— What is needed —
Tally the lines in the listing below that include the word "white". Reply with only that number.

-- begin Input for this task --

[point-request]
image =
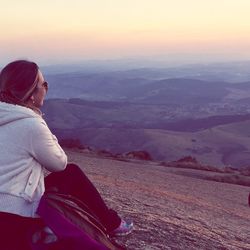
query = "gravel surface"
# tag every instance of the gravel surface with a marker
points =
(170, 211)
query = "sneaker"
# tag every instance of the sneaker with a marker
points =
(125, 228)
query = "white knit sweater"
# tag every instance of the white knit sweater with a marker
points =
(26, 147)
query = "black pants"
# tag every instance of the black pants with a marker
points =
(74, 182)
(16, 231)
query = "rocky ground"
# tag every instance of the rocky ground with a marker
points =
(171, 210)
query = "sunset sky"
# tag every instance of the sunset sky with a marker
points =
(63, 31)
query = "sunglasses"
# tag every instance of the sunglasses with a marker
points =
(45, 85)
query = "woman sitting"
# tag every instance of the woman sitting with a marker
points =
(27, 149)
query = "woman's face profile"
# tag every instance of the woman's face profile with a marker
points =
(40, 91)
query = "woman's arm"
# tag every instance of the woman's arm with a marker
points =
(45, 147)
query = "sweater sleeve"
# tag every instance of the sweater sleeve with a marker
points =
(45, 147)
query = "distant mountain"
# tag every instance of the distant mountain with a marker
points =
(123, 127)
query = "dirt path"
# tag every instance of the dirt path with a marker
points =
(171, 211)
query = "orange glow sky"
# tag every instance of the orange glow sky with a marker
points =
(72, 30)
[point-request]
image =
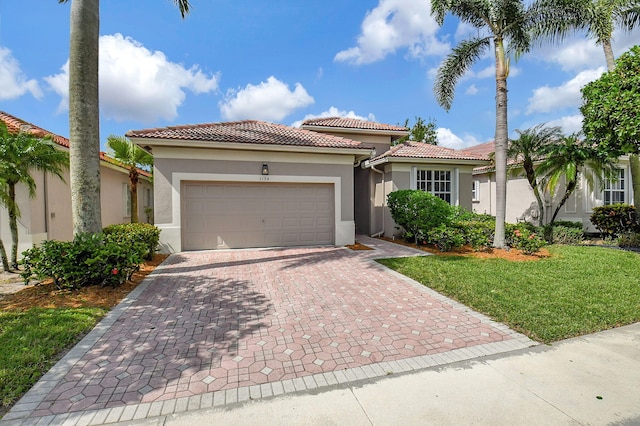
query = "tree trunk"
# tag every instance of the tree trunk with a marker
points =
(84, 118)
(5, 260)
(608, 54)
(501, 143)
(133, 186)
(634, 162)
(13, 225)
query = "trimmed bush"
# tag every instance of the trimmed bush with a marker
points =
(90, 259)
(135, 233)
(446, 238)
(418, 212)
(615, 219)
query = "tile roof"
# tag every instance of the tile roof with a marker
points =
(413, 149)
(481, 149)
(15, 125)
(249, 132)
(352, 123)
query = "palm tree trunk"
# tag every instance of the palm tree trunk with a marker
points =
(608, 54)
(501, 144)
(5, 260)
(84, 119)
(133, 186)
(567, 193)
(13, 225)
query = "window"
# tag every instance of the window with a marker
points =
(475, 190)
(437, 182)
(614, 191)
(126, 200)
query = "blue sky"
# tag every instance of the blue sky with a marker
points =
(281, 61)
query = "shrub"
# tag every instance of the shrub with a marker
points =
(134, 233)
(446, 238)
(615, 219)
(631, 240)
(418, 211)
(555, 234)
(90, 259)
(527, 241)
(478, 233)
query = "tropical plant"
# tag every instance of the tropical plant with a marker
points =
(570, 158)
(505, 25)
(555, 19)
(21, 154)
(132, 157)
(421, 131)
(84, 117)
(526, 151)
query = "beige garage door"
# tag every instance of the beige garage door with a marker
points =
(239, 215)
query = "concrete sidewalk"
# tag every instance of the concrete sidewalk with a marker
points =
(590, 380)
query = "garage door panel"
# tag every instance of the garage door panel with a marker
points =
(236, 215)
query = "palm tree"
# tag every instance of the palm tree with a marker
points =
(132, 157)
(570, 157)
(21, 154)
(505, 23)
(526, 150)
(84, 118)
(556, 19)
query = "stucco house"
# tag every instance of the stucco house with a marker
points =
(48, 215)
(257, 184)
(522, 205)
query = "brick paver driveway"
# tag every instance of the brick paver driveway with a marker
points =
(223, 326)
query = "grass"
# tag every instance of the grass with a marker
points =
(31, 342)
(578, 290)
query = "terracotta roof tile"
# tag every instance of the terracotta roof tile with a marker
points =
(352, 123)
(249, 132)
(481, 149)
(15, 125)
(413, 149)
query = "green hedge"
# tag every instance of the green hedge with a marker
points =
(615, 219)
(108, 258)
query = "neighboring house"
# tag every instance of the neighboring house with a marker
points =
(48, 215)
(522, 205)
(257, 184)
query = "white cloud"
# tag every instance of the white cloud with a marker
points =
(471, 90)
(136, 83)
(393, 25)
(335, 112)
(448, 139)
(13, 82)
(549, 99)
(569, 124)
(270, 100)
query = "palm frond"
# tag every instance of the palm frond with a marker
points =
(455, 65)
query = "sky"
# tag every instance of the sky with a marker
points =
(283, 61)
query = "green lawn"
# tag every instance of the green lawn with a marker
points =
(31, 341)
(578, 290)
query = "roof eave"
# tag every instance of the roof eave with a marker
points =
(146, 143)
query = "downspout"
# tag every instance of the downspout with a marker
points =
(384, 197)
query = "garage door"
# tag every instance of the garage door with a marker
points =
(240, 215)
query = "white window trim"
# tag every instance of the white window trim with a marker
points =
(475, 192)
(455, 179)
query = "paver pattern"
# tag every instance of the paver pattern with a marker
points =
(217, 320)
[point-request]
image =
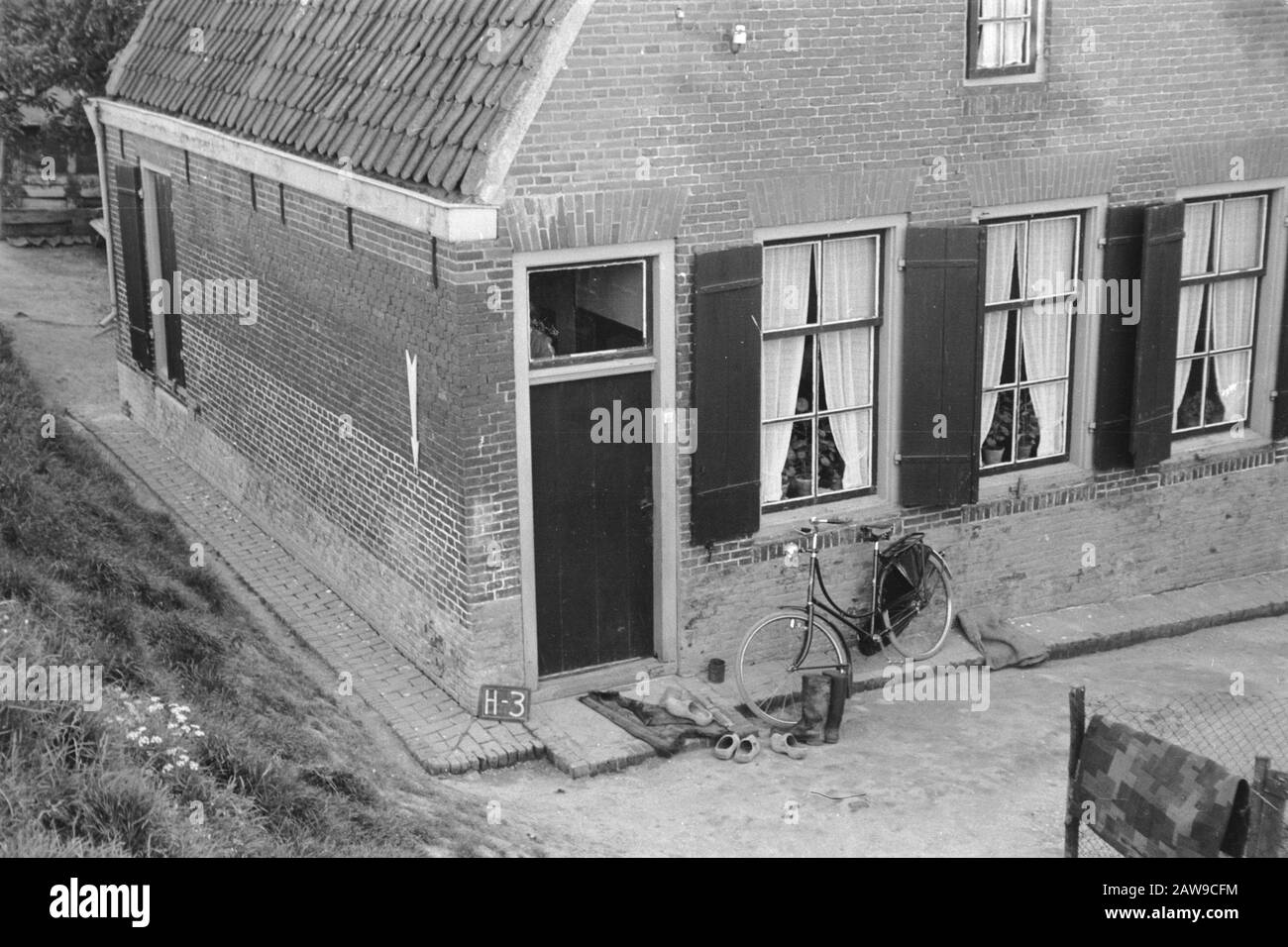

-- end Input for this task --

— Worked answer —
6